Task goal
Retype the tail of the data exactly, starting at the line containing "Guideline: for each instance of the black" and stopping at the last line.

#### Data for processing ####

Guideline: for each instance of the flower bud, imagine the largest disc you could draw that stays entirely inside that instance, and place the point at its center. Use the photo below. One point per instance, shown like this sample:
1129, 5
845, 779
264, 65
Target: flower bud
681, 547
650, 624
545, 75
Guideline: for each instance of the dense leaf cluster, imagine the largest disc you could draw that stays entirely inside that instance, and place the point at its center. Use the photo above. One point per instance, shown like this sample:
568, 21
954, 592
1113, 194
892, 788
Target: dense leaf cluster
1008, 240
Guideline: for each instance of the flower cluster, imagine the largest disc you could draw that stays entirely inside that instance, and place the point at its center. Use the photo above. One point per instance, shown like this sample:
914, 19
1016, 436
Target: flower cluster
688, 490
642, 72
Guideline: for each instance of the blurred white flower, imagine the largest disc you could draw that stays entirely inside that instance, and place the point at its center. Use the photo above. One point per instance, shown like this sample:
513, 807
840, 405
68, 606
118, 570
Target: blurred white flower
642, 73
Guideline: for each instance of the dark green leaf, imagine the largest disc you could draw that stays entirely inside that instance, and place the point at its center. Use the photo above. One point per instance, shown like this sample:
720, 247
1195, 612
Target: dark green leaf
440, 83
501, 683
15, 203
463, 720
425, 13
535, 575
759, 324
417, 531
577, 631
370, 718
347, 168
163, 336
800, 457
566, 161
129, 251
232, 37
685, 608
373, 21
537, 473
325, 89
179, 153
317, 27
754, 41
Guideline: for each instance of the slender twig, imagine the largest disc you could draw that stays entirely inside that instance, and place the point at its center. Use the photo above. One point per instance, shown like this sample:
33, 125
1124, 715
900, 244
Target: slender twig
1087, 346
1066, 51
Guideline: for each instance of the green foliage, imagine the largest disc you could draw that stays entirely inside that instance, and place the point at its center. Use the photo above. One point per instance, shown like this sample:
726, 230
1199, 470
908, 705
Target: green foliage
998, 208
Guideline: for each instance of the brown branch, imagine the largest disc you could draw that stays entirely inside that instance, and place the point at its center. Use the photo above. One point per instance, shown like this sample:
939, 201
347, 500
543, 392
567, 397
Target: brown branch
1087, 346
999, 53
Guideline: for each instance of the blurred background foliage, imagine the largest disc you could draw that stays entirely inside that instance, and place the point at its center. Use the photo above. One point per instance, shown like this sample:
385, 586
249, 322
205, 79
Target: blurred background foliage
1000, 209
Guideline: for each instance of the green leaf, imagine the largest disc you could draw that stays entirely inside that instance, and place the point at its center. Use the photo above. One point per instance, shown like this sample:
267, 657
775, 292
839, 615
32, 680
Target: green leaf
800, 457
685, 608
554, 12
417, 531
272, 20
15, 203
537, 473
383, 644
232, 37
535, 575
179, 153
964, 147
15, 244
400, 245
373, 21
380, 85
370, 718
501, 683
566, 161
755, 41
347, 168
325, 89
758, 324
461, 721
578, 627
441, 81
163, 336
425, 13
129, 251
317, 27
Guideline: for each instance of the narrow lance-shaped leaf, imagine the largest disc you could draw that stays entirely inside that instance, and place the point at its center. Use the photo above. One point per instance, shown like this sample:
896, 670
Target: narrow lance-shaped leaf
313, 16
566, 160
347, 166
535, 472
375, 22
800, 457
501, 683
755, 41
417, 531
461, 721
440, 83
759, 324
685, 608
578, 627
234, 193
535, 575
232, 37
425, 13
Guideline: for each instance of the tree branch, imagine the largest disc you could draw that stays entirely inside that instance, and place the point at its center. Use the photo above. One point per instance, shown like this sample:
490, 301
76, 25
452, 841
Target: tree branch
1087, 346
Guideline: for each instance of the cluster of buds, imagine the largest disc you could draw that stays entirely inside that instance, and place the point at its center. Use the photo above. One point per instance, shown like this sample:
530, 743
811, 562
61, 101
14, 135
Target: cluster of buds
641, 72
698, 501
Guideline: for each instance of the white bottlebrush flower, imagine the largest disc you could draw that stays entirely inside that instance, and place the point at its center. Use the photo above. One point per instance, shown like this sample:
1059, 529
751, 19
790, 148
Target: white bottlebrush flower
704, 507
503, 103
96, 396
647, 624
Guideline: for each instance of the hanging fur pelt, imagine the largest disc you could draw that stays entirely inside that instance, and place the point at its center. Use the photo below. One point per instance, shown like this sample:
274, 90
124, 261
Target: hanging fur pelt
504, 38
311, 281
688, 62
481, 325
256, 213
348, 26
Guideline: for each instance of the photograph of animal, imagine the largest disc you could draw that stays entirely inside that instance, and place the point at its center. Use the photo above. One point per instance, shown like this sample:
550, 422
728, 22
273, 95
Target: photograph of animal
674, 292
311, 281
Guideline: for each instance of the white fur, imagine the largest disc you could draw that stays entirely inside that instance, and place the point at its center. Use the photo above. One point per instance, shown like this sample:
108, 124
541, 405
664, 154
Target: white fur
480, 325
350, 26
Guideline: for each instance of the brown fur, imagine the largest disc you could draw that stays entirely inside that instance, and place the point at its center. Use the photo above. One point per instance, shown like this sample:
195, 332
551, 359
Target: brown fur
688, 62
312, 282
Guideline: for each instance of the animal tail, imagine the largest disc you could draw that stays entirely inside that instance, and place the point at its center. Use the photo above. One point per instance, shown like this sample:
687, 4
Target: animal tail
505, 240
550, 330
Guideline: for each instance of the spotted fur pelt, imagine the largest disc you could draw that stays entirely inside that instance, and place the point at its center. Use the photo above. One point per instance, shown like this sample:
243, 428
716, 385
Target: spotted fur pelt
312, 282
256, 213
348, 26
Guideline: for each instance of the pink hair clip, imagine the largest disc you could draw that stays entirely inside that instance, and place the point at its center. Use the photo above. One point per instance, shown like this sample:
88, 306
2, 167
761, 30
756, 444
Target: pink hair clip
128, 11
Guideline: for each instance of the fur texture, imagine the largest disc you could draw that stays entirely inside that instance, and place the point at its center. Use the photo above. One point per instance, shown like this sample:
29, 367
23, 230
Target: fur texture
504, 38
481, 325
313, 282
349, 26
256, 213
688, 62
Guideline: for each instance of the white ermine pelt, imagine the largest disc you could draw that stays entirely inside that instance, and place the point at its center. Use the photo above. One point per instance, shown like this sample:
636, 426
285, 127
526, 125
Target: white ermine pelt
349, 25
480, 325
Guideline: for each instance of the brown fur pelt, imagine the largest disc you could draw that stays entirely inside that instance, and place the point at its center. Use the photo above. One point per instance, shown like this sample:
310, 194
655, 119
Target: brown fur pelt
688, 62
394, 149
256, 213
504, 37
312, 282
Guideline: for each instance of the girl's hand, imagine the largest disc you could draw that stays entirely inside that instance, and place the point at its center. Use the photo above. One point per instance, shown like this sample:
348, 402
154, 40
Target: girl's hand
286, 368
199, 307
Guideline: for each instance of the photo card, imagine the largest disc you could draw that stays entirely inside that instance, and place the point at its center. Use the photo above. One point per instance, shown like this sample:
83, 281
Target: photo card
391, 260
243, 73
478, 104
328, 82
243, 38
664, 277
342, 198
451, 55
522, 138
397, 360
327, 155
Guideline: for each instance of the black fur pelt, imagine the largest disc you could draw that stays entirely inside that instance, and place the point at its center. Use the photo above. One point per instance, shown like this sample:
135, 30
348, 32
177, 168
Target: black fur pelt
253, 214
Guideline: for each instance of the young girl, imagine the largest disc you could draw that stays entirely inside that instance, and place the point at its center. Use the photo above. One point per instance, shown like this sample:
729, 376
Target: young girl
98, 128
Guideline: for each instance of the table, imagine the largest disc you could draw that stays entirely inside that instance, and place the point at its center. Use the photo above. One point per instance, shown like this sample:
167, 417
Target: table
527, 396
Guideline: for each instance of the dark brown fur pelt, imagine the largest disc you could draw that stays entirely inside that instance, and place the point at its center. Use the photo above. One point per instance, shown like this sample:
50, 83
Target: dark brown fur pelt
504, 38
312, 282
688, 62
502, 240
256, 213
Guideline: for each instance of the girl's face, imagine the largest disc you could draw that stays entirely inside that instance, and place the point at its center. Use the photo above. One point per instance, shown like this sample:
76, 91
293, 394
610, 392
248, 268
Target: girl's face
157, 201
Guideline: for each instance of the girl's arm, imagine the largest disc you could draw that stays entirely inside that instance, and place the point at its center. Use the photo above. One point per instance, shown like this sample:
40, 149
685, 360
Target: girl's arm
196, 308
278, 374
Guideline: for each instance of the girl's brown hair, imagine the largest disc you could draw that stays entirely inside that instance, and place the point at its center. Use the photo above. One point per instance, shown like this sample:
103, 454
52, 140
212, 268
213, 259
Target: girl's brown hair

####

Response for this exercise
Guideline: for each instance of the black fur pelt, imagine the largest disc you could draw that stays entirely inside that instance, and place the point at its center. Use the photo above. One point per instance, shown like this sample:
135, 30
348, 32
177, 168
Target: black fur pelt
253, 214
Guideline: for each instance of the young girl, imagine the largest disc you could draw that stays entirely inside that instance, and place the point at its center. Use the photo above. One point per instance, shown like this sample:
729, 376
Target: young girl
98, 128
Guideline: for each instance of the table, imagine the largest disc you could draw that stays entirely inside that instance, and place the point at its center. Use the photo above. One point per instance, shown like this sample:
167, 417
Target: table
527, 396
Guideline: for each instance of the dark brown fur pelt, imagine the largest disc you could draw that stays entirely inside that instance, and place the point at its center. Use the photo above. One point per instance, shown like this sample:
50, 83
Target: dark brown fur pelt
504, 38
312, 282
688, 62
502, 240
256, 213
Guideline: for each instance of the girl's face, imagine the largest disc you could draw that stays entirely inside that instance, and place the point at its center. Use the photo above. One point per instance, shown like this sample:
76, 91
293, 394
610, 392
248, 268
Target: girl's face
157, 201
Guideline: for each instance of the girl's arm, imagine the largest disc you could draw that stays entirely inside that instance, and place the point at its center. Use the photo above. One point per instance, shown like this sample:
40, 149
685, 360
Target: girl's arm
196, 308
278, 374
Guideline: for each instance of the girl's brown hair, imagine the largest disc you could draw that stays entirely inside that instance, and place the point at its center. Use the photo above. One point per instance, shown like this sample:
103, 454
52, 140
212, 268
213, 259
Target: girl's brown hair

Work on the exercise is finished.